**Rows of box annotation data:**

>> BEGIN

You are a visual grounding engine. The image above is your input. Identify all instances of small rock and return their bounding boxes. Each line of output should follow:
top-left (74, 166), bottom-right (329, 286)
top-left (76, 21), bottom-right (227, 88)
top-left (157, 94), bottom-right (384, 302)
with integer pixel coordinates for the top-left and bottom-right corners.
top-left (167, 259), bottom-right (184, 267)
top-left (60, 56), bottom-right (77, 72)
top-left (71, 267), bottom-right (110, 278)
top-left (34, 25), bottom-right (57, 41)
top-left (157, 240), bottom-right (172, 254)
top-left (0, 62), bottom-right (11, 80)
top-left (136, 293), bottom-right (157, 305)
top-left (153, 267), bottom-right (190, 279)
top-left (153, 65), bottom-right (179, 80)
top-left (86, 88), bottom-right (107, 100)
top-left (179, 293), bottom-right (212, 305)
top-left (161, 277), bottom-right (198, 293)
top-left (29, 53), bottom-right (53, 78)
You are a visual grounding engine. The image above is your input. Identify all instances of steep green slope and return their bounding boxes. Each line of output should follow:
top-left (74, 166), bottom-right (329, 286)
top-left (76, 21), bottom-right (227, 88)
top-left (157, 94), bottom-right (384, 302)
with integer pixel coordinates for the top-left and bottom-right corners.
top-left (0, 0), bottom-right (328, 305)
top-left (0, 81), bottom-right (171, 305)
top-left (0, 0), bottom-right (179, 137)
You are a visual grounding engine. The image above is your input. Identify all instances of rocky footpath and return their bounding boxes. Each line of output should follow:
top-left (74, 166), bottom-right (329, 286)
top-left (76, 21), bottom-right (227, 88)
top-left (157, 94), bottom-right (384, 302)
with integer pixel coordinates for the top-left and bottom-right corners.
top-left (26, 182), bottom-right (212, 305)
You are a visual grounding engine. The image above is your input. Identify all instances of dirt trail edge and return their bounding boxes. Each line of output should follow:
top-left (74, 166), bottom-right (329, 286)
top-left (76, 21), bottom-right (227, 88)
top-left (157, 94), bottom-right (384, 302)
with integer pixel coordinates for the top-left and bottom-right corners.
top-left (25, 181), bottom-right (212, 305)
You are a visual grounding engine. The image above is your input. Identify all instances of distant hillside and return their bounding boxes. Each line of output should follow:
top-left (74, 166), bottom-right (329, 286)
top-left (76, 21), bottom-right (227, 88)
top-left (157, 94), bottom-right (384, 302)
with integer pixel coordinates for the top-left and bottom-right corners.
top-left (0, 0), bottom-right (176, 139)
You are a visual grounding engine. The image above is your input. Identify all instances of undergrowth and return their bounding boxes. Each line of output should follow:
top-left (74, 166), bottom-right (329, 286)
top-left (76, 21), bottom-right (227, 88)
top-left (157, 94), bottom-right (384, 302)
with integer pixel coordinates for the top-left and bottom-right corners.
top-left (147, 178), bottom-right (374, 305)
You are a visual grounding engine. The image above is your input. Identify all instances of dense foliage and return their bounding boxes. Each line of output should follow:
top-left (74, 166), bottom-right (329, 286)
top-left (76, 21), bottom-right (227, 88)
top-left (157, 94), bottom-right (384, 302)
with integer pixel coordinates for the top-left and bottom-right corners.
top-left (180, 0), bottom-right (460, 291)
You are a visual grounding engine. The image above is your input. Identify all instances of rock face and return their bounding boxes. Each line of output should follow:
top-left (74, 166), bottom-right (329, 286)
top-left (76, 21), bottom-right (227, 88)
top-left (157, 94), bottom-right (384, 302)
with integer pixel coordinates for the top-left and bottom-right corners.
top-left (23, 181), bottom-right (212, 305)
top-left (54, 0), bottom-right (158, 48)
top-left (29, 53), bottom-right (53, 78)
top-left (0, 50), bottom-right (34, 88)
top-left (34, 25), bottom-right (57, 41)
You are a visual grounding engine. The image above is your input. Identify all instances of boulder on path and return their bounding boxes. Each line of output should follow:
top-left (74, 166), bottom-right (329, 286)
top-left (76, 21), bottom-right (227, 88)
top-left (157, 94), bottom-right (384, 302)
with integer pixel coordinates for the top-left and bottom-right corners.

>> END

**EXERCISE BRIEF:** Can you rewrite the material from its first line up to and including the line with "top-left (136, 293), bottom-right (157, 305)", adding -131 to every coordinate in the answers while leaving the requests and their sample coordinates unchanged?

**CORRECT ANSWER:**
You are a visual grounding engine. The image above is your input. Identify all instances of small rock and return their bounding boxes. Each line of output should follow:
top-left (74, 166), bottom-right (329, 286)
top-left (76, 21), bottom-right (227, 88)
top-left (157, 94), bottom-right (384, 302)
with integer pixel coordinates for the top-left and bottom-right corners.
top-left (36, 128), bottom-right (53, 136)
top-left (-71, -75), bottom-right (-54, -59)
top-left (-60, 136), bottom-right (-21, 147)
top-left (-97, -106), bottom-right (-74, -90)
top-left (26, 109), bottom-right (41, 123)
top-left (-131, -69), bottom-right (-120, -51)
top-left (5, 162), bottom-right (26, 174)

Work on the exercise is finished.